═══ DATA SUPPLIED ═══
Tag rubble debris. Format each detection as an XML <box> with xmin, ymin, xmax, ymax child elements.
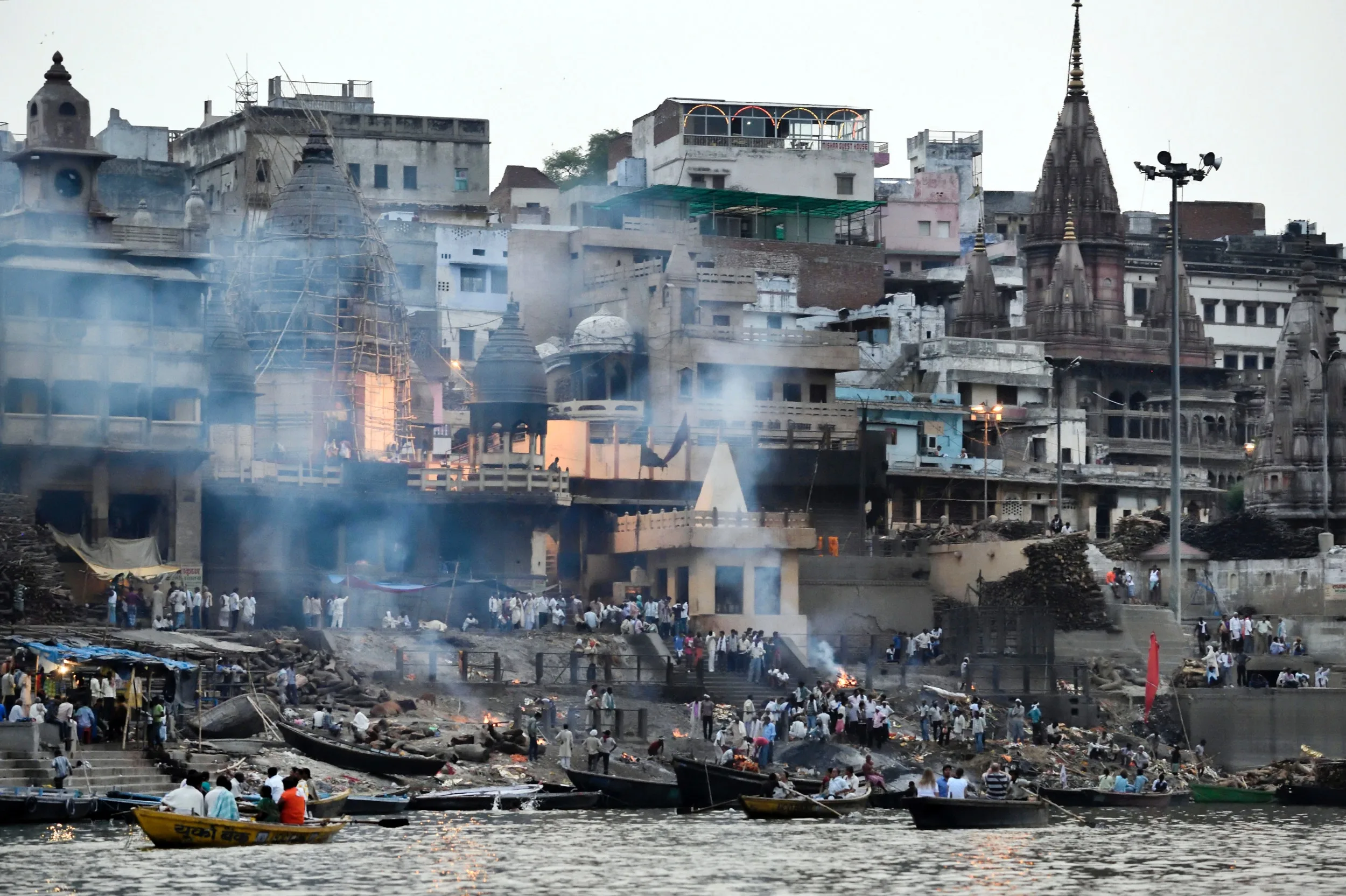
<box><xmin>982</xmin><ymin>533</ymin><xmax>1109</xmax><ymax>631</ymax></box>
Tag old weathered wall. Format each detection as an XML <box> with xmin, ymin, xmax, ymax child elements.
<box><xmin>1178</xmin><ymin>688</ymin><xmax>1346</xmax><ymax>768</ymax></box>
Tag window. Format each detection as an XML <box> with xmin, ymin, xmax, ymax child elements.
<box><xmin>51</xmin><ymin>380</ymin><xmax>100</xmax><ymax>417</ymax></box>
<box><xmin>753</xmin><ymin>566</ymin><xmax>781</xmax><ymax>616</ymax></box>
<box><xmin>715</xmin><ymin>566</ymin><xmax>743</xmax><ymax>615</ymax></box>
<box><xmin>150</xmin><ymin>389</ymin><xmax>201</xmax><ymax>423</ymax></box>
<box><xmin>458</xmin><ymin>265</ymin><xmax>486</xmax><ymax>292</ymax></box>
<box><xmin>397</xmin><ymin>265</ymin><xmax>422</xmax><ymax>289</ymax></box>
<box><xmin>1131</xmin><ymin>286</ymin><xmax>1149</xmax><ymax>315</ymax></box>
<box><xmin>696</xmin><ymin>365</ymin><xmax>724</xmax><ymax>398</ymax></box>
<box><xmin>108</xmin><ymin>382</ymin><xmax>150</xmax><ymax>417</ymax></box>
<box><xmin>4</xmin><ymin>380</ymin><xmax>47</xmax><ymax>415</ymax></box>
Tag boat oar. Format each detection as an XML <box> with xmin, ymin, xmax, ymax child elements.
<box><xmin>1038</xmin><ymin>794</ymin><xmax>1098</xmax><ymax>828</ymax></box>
═══
TASK DESCRIPTION —
Without the pictures, return the entries exactly as they appear.

RIGHT ANSWER —
Tag rubble debris. Format each detection as an XML <box> with xmin, ymin, xmax, ymax child elements.
<box><xmin>982</xmin><ymin>533</ymin><xmax>1109</xmax><ymax>631</ymax></box>
Tag old weathered wall. Format each detection as an XML <box> with xmin, ymin, xmax, ymax child elements.
<box><xmin>1178</xmin><ymin>688</ymin><xmax>1346</xmax><ymax>768</ymax></box>
Tag window. Format each detection as an XML <box> with xmin, ymin, xmax, ymax child elements.
<box><xmin>51</xmin><ymin>380</ymin><xmax>100</xmax><ymax>417</ymax></box>
<box><xmin>753</xmin><ymin>566</ymin><xmax>781</xmax><ymax>616</ymax></box>
<box><xmin>715</xmin><ymin>566</ymin><xmax>743</xmax><ymax>615</ymax></box>
<box><xmin>150</xmin><ymin>389</ymin><xmax>201</xmax><ymax>423</ymax></box>
<box><xmin>458</xmin><ymin>265</ymin><xmax>486</xmax><ymax>292</ymax></box>
<box><xmin>397</xmin><ymin>265</ymin><xmax>422</xmax><ymax>289</ymax></box>
<box><xmin>1131</xmin><ymin>286</ymin><xmax>1149</xmax><ymax>315</ymax></box>
<box><xmin>696</xmin><ymin>365</ymin><xmax>724</xmax><ymax>398</ymax></box>
<box><xmin>108</xmin><ymin>382</ymin><xmax>150</xmax><ymax>417</ymax></box>
<box><xmin>4</xmin><ymin>380</ymin><xmax>47</xmax><ymax>415</ymax></box>
Tag boat oar. Format each detection as an XML <box> with xmin, ymin, xmax, ymax child elements.
<box><xmin>1038</xmin><ymin>794</ymin><xmax>1098</xmax><ymax>828</ymax></box>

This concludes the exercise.